Texto selecionado ->
■ ■ ■ ■ ■ ■ ■

ESCOLAS MULTISSERIADAS
As escolas com turmas multisseriadas existem no Brasil desde o período imperial, quando se aplicava o método mútuo ou do ensino por meio da monitoria , na instrução elementar, modelo importado da Inglaterra. Naquele país, o método foi criado para atender às exigências da rápida expansão do ensino público elementar e para atender às necessidades do processo de industrialização. Desde o Século XIX, na França, já era possível identificar um modelo semelhante ao que hoje se denomina de escola rural organizada com turma multisseriada ou unidocente (AZEVEDO, 2010). Essas escolas reúnem estudantes de várias séries e níveis em uma mesma sala de aula, independente do número de professores responsáveis pela turma. Embora possa acontecer de uma escola ou turma ser multisseriada e ter mais de um professor, no meio rural, elas contam com apenas um professor como responsável pela condução do trabalho pedagógico, sendo, portanto, unidocentes.
Nos estudos que realizamos através do Grupo de Estudos e Pesquisas em Educação do Campo na Amazônia (GEPERUAZ), vinculado ao instituto de Ciências da Educação da Universidade Federal do Pará, temos identificado uma ambiguidade característica da dinâmica das escolas com turmas multisseriadas: o quadro dramático de precarização e abandono em que as escolas se encontram, reflexo do descaso com que tem sido tratada a escolarização obrigatória ofertada às populações do campo; e, ao mesmo tempo, as possibilidades construídas pelos educadores, gestores e sujeitos do campo, no cotidiano das ações educativas, evidenciando situações criativas e inovadoras que desafiam as condições adversas que configuram a realidade existencial dessas escolas. (HAGE, 2005)

■ ■ ■ ■ ■ ■ ■

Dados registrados
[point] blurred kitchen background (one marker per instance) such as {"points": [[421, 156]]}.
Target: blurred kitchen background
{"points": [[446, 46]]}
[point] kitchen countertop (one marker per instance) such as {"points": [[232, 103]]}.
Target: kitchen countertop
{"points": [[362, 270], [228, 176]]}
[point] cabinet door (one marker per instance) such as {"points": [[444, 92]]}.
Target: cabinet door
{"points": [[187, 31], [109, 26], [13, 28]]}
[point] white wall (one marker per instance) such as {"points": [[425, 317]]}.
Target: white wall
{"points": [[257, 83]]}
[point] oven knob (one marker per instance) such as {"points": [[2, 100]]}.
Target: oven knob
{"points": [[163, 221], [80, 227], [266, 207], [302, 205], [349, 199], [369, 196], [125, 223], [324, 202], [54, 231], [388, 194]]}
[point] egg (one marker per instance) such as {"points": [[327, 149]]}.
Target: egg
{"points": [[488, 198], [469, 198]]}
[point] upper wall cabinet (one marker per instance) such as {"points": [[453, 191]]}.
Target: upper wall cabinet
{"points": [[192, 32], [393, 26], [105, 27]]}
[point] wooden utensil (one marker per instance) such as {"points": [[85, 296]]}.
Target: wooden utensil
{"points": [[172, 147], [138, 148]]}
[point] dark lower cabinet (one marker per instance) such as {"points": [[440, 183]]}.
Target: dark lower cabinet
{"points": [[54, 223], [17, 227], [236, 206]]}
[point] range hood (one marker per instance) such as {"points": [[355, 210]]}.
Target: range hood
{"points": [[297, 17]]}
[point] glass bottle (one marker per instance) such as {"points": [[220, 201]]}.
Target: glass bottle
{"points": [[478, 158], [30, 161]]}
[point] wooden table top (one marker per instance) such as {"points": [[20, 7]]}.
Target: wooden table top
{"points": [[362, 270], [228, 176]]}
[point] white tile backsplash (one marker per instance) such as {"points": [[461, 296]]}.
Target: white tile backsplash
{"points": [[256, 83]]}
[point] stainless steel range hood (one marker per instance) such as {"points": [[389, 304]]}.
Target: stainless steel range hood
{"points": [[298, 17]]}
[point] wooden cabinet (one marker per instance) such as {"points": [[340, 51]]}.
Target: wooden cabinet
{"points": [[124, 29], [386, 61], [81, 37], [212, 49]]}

■ ■ ■ ■ ■ ■ ■

Lista de tarefas ->
- A) Responda, com base no texto sobre escolas multisseriadas:
(i) De que país foi importado o método mútuo aplicado no Brasil durante o período imperial?
(ii) Em que país, desde o século XIX, já se identificava um modelo semelhante ao da escola rural com turma multisseriada?
(iii) A que instituto está vinculado o GEPERUAZ?
- B) Transcreva o trecho do texto sobre escolas multisseriadas que vai de "Nos estudos que" até "escolas. (HAGE, 2005)".

Respostas ->
- A)
(i) Da Inglaterra.
(ii) Na França.
(iii) Ao Instituto de Ciências da Educação da Universidade Federal do Pará.

- B)
Nos estudos que realizamos através do Grupo de Estudos e Pesquisas em Educação do Campo na Amazônia (GEPERUAZ), vinculado ao instituto de Ciências da Educação da Universidade Federal do Pará, temos identificado uma ambiguidade característica da dinâmica das escolas com turmas multisseriadas: o quadro dramático de precarização e abandono em que as escolas se encontram, reflexo do descaso com que tem sido tratada a escolarização obrigatória ofertada às populações do campo; e, ao mesmo tempo, as possibilidades construídas pelos educadores, gestores e sujeitos do campo, no cotidiano das ações educativas, evidenciando situações criativas e inovadoras que desafiam as condições adversas que configuram a realidade existencial dessas escolas. (HAGE, 2005)